# What to produce
Reproduce the records below, substituting "Label" for every occurrence of "Target" and leaving all other text unchanged.

# Provided records

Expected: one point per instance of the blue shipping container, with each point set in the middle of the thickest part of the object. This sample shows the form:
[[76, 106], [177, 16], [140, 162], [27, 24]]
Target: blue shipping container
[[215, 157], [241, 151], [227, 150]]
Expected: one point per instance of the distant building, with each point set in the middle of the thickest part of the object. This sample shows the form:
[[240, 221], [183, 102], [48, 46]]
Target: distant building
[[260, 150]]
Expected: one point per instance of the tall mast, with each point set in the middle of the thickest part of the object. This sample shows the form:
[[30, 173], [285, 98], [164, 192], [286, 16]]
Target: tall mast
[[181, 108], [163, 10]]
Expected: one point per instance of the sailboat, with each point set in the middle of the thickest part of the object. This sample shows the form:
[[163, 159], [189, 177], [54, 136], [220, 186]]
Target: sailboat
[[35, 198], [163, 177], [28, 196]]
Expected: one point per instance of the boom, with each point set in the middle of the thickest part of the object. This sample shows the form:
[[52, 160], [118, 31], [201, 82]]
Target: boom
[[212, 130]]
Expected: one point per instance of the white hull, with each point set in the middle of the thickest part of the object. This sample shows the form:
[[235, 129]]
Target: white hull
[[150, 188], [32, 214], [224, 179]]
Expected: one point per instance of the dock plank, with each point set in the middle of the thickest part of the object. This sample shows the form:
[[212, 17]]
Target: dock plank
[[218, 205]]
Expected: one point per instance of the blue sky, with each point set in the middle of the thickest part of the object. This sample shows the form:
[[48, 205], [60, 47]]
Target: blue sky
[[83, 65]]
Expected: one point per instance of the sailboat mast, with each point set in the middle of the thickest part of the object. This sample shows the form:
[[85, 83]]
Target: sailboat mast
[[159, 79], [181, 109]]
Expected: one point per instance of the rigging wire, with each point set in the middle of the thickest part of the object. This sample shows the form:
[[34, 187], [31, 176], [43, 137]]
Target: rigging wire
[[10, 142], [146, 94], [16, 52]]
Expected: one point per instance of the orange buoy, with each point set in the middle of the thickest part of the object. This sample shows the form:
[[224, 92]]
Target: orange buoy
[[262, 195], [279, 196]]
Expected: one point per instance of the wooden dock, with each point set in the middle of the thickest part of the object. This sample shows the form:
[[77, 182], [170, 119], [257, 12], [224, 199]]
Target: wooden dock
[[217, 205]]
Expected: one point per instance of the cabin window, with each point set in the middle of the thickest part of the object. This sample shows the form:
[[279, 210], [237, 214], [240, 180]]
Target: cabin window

# Result of this task
Expected: one point per instance of the blue shipping container, with each point set in the middle of the thickest part of the object. This sample shows the form:
[[76, 106], [177, 16], [140, 162], [27, 24]]
Label: blue shipping container
[[215, 157], [241, 151], [227, 150]]
Expected: one point per instance of the distant building, with each point set in the middle of the thickest part of the object. This sample shows the form:
[[240, 221], [183, 102], [48, 46]]
Label: distant building
[[260, 150]]
Expected: one point per instance of the tall mast, with each point set in the middle of the thickest part of the object. This sample shows the form:
[[30, 173], [285, 98], [164, 192], [286, 16]]
Label: tall mast
[[181, 108], [163, 10]]
Expected: one point per instance of the sailboat, with each point set in the middle of the thickest part of the object. This sample shows the form:
[[163, 159], [189, 177], [54, 136], [220, 186]]
Label: sailboat
[[35, 198], [163, 177], [28, 196]]
Expected: one point per instance of the boom, with each point set in the middle of the thickest part of the object. This sample shows the form:
[[52, 160], [118, 31], [201, 82]]
Label: boom
[[212, 130]]
Expected: one point per instance of the white hull, with each point set in the middle of the thickest part of the object. This sample shows the form:
[[235, 129]]
Label: white hull
[[150, 188], [32, 214], [224, 179]]
Expected: one point per instance of the dock plank, with each point set in the middle of the thickest part of the object. This sample shows the form:
[[212, 17]]
Label: dock plank
[[218, 205]]
Expected: one point per instance of the blue sky, with each point set in the middle of the thickest part of the object. This sample shows the form:
[[48, 205], [60, 47]]
Label: blue sky
[[83, 65]]
Expected: one point per instance of the sailboat mast, with each point set in the middle of the thickest part of the object. This sample shows the form:
[[85, 83]]
Label: sailboat mast
[[159, 79], [181, 109]]
Expected: one point per instance of the rigging wire, with each point set in the middle of the thickest part of the object. This sample shows the form:
[[34, 187], [31, 176], [43, 137]]
Label: rigging wire
[[10, 142], [146, 94], [16, 52]]
Expected: one point per instance of the orange buoy, with each point set in the middle of the thickest part of the object. This sample shows the form:
[[224, 92]]
Label: orange buoy
[[262, 195], [279, 196]]
Expected: one point per instance of the wooden dock, with each point set in the middle of the thickest part of the object. This sample shows the form:
[[77, 182], [170, 119], [257, 12], [224, 199]]
Label: wooden dock
[[217, 205]]
Expected: one point per instance of the cabin window, with each point set in the middle of the thickest part of the object. This sample shows the form:
[[279, 210], [237, 214], [240, 180]]
Label: cabin window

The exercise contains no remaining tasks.